EXERCISE OBJECTIVE:
Give every line of the listing word for word, beginning at the first and including the line with "# annotate each instance of the black and" as the last.

------ ENTRIES SHOWN ------

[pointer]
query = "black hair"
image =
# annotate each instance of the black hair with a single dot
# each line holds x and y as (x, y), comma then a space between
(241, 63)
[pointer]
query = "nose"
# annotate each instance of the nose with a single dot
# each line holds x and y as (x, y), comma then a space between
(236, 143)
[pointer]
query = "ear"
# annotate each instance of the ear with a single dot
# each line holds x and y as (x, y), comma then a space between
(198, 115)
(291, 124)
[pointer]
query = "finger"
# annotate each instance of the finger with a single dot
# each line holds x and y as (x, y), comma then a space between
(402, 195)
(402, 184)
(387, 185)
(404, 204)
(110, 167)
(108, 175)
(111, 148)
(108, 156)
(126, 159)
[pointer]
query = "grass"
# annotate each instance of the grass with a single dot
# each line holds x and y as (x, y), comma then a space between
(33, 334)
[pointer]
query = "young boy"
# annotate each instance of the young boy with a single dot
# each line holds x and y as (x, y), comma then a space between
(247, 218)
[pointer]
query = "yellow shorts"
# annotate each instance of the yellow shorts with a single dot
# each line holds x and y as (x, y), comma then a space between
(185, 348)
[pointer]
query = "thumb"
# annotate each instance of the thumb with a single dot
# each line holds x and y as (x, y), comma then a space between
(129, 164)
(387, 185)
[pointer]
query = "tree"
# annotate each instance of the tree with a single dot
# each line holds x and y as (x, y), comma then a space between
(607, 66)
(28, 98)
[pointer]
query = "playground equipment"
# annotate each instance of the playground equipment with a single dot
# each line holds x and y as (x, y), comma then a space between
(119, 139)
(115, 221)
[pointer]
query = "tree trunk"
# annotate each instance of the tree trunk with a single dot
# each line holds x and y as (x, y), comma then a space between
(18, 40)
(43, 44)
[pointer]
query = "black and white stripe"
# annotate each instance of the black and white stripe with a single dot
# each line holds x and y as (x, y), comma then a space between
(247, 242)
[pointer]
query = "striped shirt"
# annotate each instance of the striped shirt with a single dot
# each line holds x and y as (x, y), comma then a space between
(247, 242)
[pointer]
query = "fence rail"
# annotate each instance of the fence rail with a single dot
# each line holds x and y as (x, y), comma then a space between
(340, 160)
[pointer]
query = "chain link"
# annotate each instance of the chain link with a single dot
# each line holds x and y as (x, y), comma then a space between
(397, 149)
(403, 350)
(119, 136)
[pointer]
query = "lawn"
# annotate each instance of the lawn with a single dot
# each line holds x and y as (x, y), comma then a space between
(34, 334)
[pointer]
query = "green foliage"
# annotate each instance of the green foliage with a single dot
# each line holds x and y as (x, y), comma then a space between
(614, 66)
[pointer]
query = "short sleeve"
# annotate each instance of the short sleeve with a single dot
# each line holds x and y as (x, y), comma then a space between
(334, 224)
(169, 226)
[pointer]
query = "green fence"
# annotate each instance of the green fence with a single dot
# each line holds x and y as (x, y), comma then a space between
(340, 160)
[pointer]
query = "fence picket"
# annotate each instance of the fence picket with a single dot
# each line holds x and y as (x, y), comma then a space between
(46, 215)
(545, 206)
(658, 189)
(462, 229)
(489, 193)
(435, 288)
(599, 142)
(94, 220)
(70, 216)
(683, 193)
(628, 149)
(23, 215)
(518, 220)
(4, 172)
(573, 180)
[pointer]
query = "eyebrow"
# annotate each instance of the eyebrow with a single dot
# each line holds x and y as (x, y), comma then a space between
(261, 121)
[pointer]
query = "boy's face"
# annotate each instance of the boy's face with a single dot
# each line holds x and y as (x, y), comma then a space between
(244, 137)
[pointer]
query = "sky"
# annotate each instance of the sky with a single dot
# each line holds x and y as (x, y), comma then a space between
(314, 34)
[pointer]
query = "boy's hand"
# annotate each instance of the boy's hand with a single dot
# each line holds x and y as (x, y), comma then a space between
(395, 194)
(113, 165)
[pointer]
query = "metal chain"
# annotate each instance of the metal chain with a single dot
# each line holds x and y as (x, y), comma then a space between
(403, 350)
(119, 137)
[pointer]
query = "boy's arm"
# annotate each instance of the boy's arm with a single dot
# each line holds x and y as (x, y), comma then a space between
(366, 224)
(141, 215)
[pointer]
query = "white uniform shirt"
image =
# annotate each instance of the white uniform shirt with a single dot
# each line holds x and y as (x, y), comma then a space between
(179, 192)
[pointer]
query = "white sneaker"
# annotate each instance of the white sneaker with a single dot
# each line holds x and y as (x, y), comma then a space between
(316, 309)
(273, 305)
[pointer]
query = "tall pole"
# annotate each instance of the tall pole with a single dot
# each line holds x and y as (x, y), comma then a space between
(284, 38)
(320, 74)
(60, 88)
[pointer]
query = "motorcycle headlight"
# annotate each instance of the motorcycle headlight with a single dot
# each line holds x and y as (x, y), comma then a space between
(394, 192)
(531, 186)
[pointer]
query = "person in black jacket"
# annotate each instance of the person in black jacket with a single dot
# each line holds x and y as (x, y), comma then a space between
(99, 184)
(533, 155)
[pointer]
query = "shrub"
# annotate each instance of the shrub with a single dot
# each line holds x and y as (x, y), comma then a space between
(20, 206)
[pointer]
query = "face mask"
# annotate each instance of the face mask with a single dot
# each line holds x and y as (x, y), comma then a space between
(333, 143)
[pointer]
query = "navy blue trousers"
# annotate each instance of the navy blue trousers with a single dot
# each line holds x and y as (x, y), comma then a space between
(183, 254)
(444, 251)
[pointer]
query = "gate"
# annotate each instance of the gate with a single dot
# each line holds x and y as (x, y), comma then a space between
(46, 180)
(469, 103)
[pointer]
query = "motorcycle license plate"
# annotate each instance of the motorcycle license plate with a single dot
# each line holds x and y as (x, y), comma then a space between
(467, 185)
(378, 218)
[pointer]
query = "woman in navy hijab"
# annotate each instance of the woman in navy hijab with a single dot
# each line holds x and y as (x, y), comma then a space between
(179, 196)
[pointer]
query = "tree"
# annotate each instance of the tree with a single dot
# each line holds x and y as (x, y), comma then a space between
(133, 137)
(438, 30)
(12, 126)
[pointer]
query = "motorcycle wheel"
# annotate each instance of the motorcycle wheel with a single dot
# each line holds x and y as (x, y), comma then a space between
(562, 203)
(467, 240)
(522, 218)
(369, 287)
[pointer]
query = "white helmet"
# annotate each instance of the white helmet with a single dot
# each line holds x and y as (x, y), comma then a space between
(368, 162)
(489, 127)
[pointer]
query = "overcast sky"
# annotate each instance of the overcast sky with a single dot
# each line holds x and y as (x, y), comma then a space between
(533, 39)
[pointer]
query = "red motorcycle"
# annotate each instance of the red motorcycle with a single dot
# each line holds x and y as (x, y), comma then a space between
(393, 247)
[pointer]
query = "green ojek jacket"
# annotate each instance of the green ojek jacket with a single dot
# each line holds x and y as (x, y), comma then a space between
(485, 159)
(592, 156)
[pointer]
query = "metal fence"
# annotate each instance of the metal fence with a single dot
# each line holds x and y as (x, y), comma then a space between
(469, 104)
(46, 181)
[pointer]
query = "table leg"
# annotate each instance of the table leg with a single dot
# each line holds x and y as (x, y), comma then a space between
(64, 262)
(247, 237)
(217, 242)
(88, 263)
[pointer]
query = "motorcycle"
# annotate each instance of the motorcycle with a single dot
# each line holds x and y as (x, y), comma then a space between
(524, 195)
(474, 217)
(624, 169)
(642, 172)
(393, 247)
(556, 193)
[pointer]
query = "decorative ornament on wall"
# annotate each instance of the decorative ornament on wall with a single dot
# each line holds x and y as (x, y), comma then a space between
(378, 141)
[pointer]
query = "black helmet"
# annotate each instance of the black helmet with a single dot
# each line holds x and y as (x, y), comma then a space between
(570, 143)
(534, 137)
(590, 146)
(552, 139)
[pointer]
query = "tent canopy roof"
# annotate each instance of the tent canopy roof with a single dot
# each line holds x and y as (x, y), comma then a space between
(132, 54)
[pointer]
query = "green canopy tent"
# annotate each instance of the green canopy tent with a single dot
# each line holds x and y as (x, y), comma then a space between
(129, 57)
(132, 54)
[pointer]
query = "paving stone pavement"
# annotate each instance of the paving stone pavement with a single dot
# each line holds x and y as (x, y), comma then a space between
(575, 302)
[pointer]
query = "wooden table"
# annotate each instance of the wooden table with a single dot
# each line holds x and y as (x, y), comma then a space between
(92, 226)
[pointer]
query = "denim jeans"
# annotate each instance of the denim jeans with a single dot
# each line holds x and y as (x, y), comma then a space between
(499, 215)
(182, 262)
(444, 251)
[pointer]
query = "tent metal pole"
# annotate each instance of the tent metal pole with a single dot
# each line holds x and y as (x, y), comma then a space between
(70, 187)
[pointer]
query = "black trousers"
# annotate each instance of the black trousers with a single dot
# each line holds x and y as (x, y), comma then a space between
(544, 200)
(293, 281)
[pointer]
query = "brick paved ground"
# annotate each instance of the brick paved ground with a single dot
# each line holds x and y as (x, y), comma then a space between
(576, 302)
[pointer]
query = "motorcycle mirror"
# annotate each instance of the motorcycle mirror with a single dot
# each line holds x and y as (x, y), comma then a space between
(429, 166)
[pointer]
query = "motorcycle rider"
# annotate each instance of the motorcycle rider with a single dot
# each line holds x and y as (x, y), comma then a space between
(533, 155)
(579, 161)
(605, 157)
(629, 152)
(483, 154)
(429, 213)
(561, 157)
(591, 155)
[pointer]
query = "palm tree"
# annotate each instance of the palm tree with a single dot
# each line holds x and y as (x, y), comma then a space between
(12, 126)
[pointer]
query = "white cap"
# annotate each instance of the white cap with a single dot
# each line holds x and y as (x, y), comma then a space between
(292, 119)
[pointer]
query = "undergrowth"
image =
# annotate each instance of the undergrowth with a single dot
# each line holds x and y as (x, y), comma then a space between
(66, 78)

------

YOUR RESPONSE:
[pointer]
query = "black hair"
image =
# annotate each instance of the black hair with a single dot
# each line holds x and y as (x, y), comma then a space between
(241, 63)
[pointer]
query = "nose"
# annotate each instance of the nose with a single dot
# each line holds x and y as (x, y), comma then a space between
(236, 143)
[pointer]
query = "ear"
# annotate each instance of the ear with a single dot
# each line holds x and y as (x, y), comma then a space between
(198, 115)
(291, 124)
[pointer]
query = "finger"
# annotate each instance of the finger with a single dot
# each line holds x and y as (x, y), comma then a space between
(402, 195)
(402, 184)
(387, 185)
(404, 204)
(110, 167)
(108, 175)
(111, 148)
(108, 156)
(126, 159)
[pointer]
query = "grass"
# annotate each instance of the grass with a single dot
# each line holds x and y as (x, y), comma then a space between
(33, 334)
[pointer]
query = "young boy"
# annotate each instance of the young boy with a single dot
# each line holds x and y as (x, y), comma then a space between
(247, 218)
[pointer]
query = "yellow shorts"
# annotate each instance of the yellow shorts with a single dot
# each line holds x and y as (x, y), comma then a space between
(185, 348)
[pointer]
query = "thumb"
# annotate each instance of the thumb with a single dot
# each line holds x and y as (x, y), comma then a space between
(129, 164)
(387, 185)
[pointer]
query = "tree"
# annotate each instance of the tree with a single dot
# each line holds x and y as (x, y), comma then a space between
(607, 66)
(28, 98)
[pointer]
query = "playground equipment"
# annotate each instance of the playground equipment with a single dot
# each line holds x and y as (x, y), comma then a space between
(119, 139)
(115, 221)
[pointer]
query = "tree trunk"
# annotate each instance of the tree trunk with a single dot
# each line holds x and y as (x, y), comma then a space between
(18, 40)
(43, 44)
[pointer]
query = "black and white stripe"
# annotate each instance of the black and white stripe with a single dot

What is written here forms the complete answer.